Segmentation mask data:
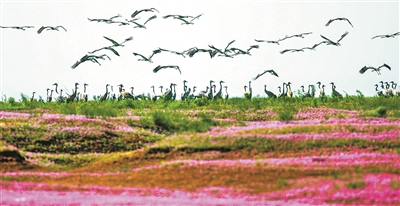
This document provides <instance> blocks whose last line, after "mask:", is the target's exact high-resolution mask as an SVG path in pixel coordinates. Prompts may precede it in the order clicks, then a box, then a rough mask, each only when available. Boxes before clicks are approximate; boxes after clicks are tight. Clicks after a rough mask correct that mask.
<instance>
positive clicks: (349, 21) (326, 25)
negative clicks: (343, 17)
mask: <svg viewBox="0 0 400 206" xmlns="http://www.w3.org/2000/svg"><path fill="white" fill-rule="evenodd" d="M337 20H339V21H347V22H348V23H349V24H350V26H351V27H353V24H351V22H350V20H349V19H347V18H335V19H330V20H329V21H328V22H327V23H326V24H325V26H329V24H331V23H332V22H333V21H337Z"/></svg>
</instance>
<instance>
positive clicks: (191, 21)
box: [190, 14, 203, 22]
mask: <svg viewBox="0 0 400 206" xmlns="http://www.w3.org/2000/svg"><path fill="white" fill-rule="evenodd" d="M201 16H203V14H200V15H198V16H196V17H194V18H193V19H192V20H190V22H192V21H193V20H195V19H198V18H200V17H201Z"/></svg>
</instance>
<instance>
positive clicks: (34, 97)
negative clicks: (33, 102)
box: [30, 92, 36, 102]
mask: <svg viewBox="0 0 400 206" xmlns="http://www.w3.org/2000/svg"><path fill="white" fill-rule="evenodd" d="M35 94H36V92H33V93H32V97H31V99H30V100H31V102H33V101H36V100H35Z"/></svg>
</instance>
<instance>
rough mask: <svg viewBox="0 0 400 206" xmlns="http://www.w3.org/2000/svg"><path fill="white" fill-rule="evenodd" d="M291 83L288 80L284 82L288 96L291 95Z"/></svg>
mask: <svg viewBox="0 0 400 206" xmlns="http://www.w3.org/2000/svg"><path fill="white" fill-rule="evenodd" d="M291 84H292V83H291V82H288V83H287V84H286V91H287V96H288V97H293V92H292V88H291V87H290V85H291Z"/></svg>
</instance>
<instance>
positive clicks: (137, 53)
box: [132, 52, 149, 61]
mask: <svg viewBox="0 0 400 206" xmlns="http://www.w3.org/2000/svg"><path fill="white" fill-rule="evenodd" d="M132 53H133V55H135V56H140V57H142V59H145V60H146V61H148V60H149V59H147V58H146V57H145V56H143V55H141V54H138V53H135V52H132Z"/></svg>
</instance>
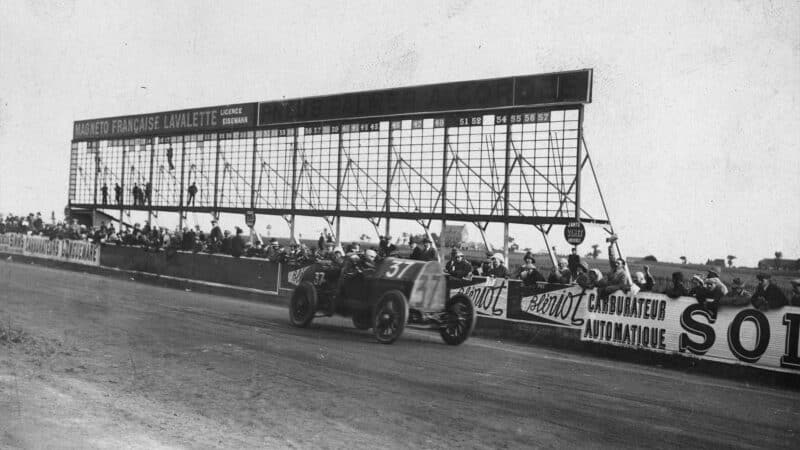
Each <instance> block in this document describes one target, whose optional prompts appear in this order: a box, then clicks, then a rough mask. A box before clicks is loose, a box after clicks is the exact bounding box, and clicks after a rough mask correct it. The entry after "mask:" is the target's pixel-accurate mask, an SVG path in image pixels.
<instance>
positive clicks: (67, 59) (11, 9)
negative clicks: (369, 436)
mask: <svg viewBox="0 0 800 450" xmlns="http://www.w3.org/2000/svg"><path fill="white" fill-rule="evenodd" d="M581 68H593V69H594V94H593V102H592V103H591V104H590V105H588V106H587V108H586V114H585V123H584V128H585V136H586V140H587V142H588V145H589V151H590V153H591V155H592V157H593V159H594V161H595V163H596V168H597V170H598V175H599V177H600V183H601V187H602V188H603V192H604V194H605V196H606V200H607V202H608V205H609V208H610V214H611V218H612V220H613V222H614V225H615V228H616V229H617V231H618V233H619V234H620V236H621V242H622V246H623V249H624V250H625V251H626V253H627V254H628V255H646V254H654V255H656V256H657V257H659V259H663V260H672V261H677V260H678V258H679V257H680V256H681V255H686V256H688V257H689V259H690V260H693V261H699V262H704V261H705V259H706V258H720V257H721V258H724V257H725V256H726V255H728V254H734V255H737V256H738V257H739V260H738V262H739V263H741V264H748V265H752V264H755V262H756V261H757V260H758V259H760V258H762V257H767V256H771V255H773V253H774V252H775V251H782V252H783V254H784V258H791V259H796V258H798V257H800V208H798V204H799V203H800V202H798V198H800V177H799V176H798V169H799V168H800V166H799V165H798V156H797V154H798V148H797V146H798V143H800V120H798V119H800V3H798V2H796V1H787V2H781V1H776V2H767V1H742V2H733V1H720V2H712V1H702V2H697V1H685V2H641V1H631V2H621V1H620V2H618V1H614V2H599V1H586V2H570V1H562V2H553V1H542V2H535V1H530V2H511V1H502V2H499V1H498V2H471V1H452V2H434V1H420V2H408V1H404V2H377V1H348V2H333V1H326V2H322V1H319V2H299V1H292V2H281V3H278V2H275V3H268V2H255V1H253V2H232V1H226V2H221V1H220V2H202V1H185V2H178V1H174V2H170V1H146V0H138V1H131V2H84V1H74V2H73V1H61V2H58V1H49V2H38V1H8V0H6V1H3V2H0V167H1V168H2V173H0V212H2V213H7V212H16V213H27V212H29V211H43V212H46V214H47V215H48V216H49V211H51V210H55V211H56V212H59V213H60V212H61V211H63V208H64V205H65V204H66V202H67V187H68V171H69V170H68V169H69V151H70V144H69V143H70V139H71V136H72V122H73V121H74V120H78V119H87V118H96V117H105V116H115V115H125V114H138V113H147V112H157V111H164V110H173V109H181V108H191V107H201V106H211V105H218V104H227V103H238V102H252V101H259V100H274V99H280V98H284V97H286V98H290V97H304V96H310V95H321V94H331V93H340V92H349V91H358V90H365V89H379V88H390V87H398V86H408V85H417V84H427V83H438V82H448V81H458V80H470V79H480V78H491V77H502V76H510V75H524V74H535V73H545V72H553V71H561V70H572V69H581ZM589 188H590V186H589V184H588V183H586V184H585V185H584V191H586V190H587V189H589ZM320 227H321V226H320V225H315V228H316V229H318V228H320ZM369 228H370V227H369V226H366V227H365V228H364V229H365V230H368V229H369ZM525 230H526V229H523V228H517V229H515V232H514V234H517V235H523V234H525V233H527V231H525ZM345 237H346V238H349V236H345ZM554 240H557V241H558V244H559V245H560V246H564V245H565V244H564V243H563V237H559V236H556V237H554ZM590 243H591V242H589V241H587V245H588V244H590ZM542 248H543V246H542Z"/></svg>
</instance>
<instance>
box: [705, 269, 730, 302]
mask: <svg viewBox="0 0 800 450" xmlns="http://www.w3.org/2000/svg"><path fill="white" fill-rule="evenodd" d="M705 285H706V289H707V290H708V295H709V297H710V298H713V299H714V301H717V302H718V301H720V299H722V297H724V296H725V295H727V294H728V287H727V286H725V283H723V282H722V280H720V279H719V274H718V273H717V272H716V271H715V270H709V271H708V273H707V274H706V279H705Z"/></svg>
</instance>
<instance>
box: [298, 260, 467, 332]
mask: <svg viewBox="0 0 800 450" xmlns="http://www.w3.org/2000/svg"><path fill="white" fill-rule="evenodd" d="M343 272H344V271H343V270H342V268H340V267H339V266H338V265H335V264H332V263H330V262H324V261H323V262H316V263H314V264H313V265H312V266H310V267H308V268H307V269H306V270H304V271H303V273H302V277H301V278H300V279H299V280H298V285H297V287H296V288H295V290H294V292H293V293H292V297H291V301H290V305H289V321H290V322H291V324H292V325H294V326H297V327H306V326H308V325H309V324H310V323H311V321H312V320H314V318H315V317H327V316H332V315H334V314H336V315H341V316H345V317H352V320H353V325H355V327H356V328H358V329H362V330H366V329H370V328H372V329H373V332H374V334H375V338H376V339H377V340H378V342H381V343H383V344H391V343H392V342H394V341H395V340H397V338H399V337H400V335H401V334H402V333H403V330H404V329H405V327H406V325H410V326H416V327H422V328H429V329H437V330H439V333H440V335H441V336H442V339H443V340H444V341H445V342H446V343H447V344H450V345H458V344H461V343H462V342H464V341H465V340H467V338H468V337H469V336H470V334H472V331H473V330H474V329H475V322H476V312H475V308H474V306H473V304H472V301H471V300H470V298H469V297H468V296H466V295H464V294H455V295H453V296H449V295H448V292H450V289H448V286H447V285H448V278H449V277H448V276H447V275H446V274H444V273H443V271H442V265H441V264H440V263H438V262H436V261H415V260H409V259H401V258H387V259H385V260H383V261H382V262H380V263H379V264H378V265H377V266H376V268H375V270H374V271H365V272H362V273H356V274H352V273H349V272H348V273H343Z"/></svg>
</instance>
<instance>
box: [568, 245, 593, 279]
mask: <svg viewBox="0 0 800 450" xmlns="http://www.w3.org/2000/svg"><path fill="white" fill-rule="evenodd" d="M580 265H581V257H580V255H578V247H577V246H574V247H572V252H571V253H570V254H569V256H568V257H567V268H568V269H569V271H570V273H571V274H572V279H573V280H574V279H576V278H578V271H579V270H580ZM586 270H589V269H588V268H587V269H586ZM584 272H586V271H584Z"/></svg>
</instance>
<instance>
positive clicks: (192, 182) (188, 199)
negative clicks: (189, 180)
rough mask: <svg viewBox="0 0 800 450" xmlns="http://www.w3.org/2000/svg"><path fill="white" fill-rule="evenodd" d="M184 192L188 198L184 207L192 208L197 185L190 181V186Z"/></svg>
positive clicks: (193, 205)
mask: <svg viewBox="0 0 800 450" xmlns="http://www.w3.org/2000/svg"><path fill="white" fill-rule="evenodd" d="M186 191H187V192H188V193H189V198H188V199H187V200H186V206H194V196H195V195H197V184H195V182H194V181H192V184H191V185H190V186H189V189H187V190H186Z"/></svg>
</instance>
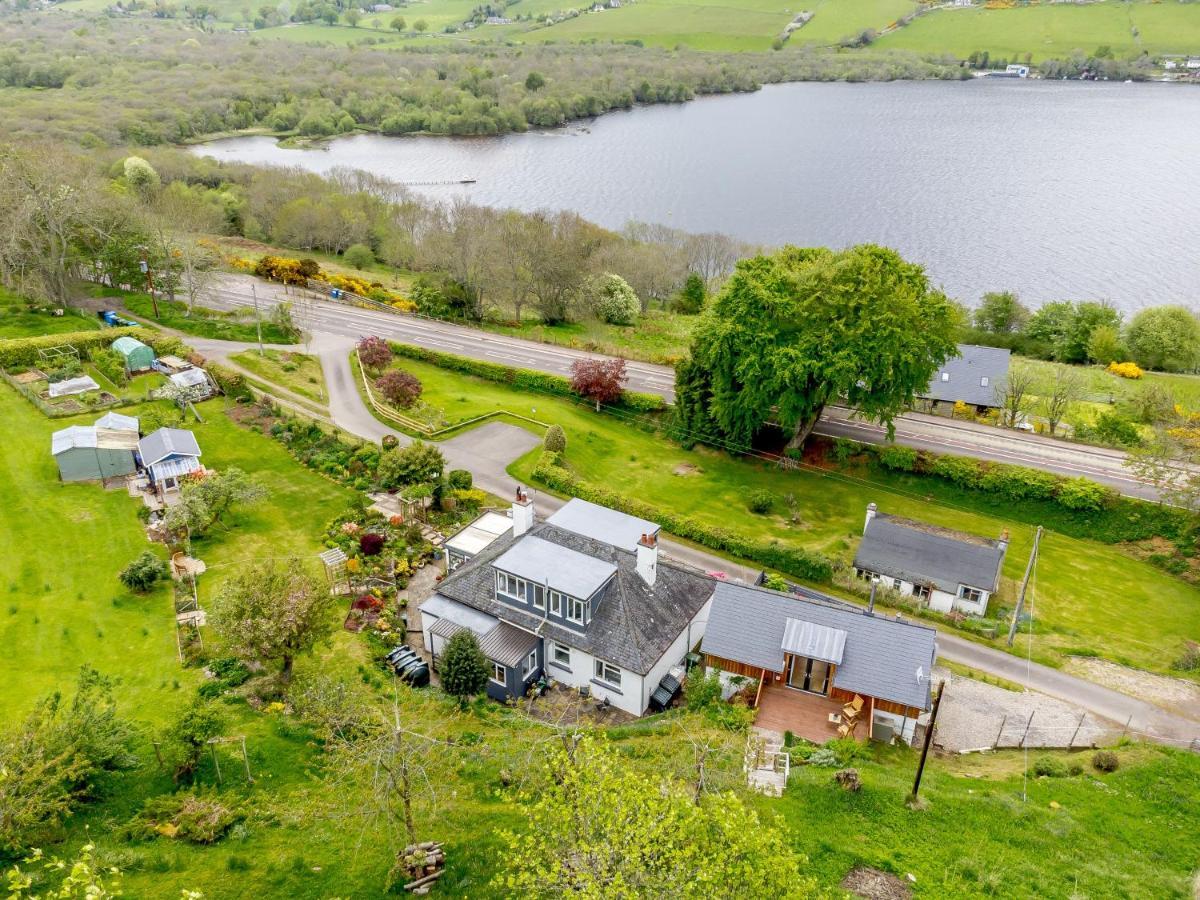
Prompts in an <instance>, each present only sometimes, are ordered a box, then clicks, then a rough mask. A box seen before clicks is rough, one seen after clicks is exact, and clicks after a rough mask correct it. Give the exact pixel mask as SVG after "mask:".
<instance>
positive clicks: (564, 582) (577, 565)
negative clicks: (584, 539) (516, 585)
mask: <svg viewBox="0 0 1200 900" xmlns="http://www.w3.org/2000/svg"><path fill="white" fill-rule="evenodd" d="M493 565H494V566H496V568H497V569H500V570H502V571H505V572H511V574H512V575H516V576H517V577H521V578H528V580H529V581H533V582H535V583H539V584H545V586H546V587H547V588H552V589H554V590H562V592H563V593H564V594H568V595H570V596H577V598H580V599H581V600H587V599H588V598H589V596H592V595H593V594H594V593H596V592H598V590H599V589H600V588H602V587H604V584H605V582H606V581H608V578H611V577H612V576H613V574H614V572H616V571H617V566H616V565H614V564H613V563H611V562H608V560H606V559H599V558H596V557H593V556H588V554H587V553H581V552H580V551H577V550H572V548H571V547H568V546H564V545H562V544H557V542H553V541H547V540H542V539H541V538H539V536H536V535H535V534H530V535H529V536H527V538H526V539H524V540H520V541H516V542H514V544H512V546H510V547H509V548H508V550H506V551H504V553H502V554H500V556H499V557H497V558H496V562H494V563H493Z"/></svg>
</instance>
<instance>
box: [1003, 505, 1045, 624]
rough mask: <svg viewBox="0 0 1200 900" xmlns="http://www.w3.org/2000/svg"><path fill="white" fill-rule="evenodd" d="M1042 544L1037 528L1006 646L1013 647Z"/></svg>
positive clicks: (1025, 566) (1016, 600)
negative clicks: (1013, 641) (1033, 567)
mask: <svg viewBox="0 0 1200 900" xmlns="http://www.w3.org/2000/svg"><path fill="white" fill-rule="evenodd" d="M1040 542H1042V526H1038V530H1037V533H1036V534H1034V535H1033V550H1032V551H1030V562H1028V564H1027V565H1026V566H1025V577H1024V578H1021V590H1020V593H1019V594H1018V595H1016V608H1015V610H1013V624H1012V625H1009V626H1008V646H1009V647H1012V646H1013V640H1014V638H1015V637H1016V629H1018V628H1019V626H1020V624H1021V610H1024V608H1025V592H1026V589H1027V588H1028V587H1030V576H1031V575H1032V574H1033V564H1034V563H1036V562H1037V558H1038V545H1039V544H1040Z"/></svg>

Task instructions:
Looking at the data, how many lines hold the string "document"? Reply with the number alone.

Written answer:
2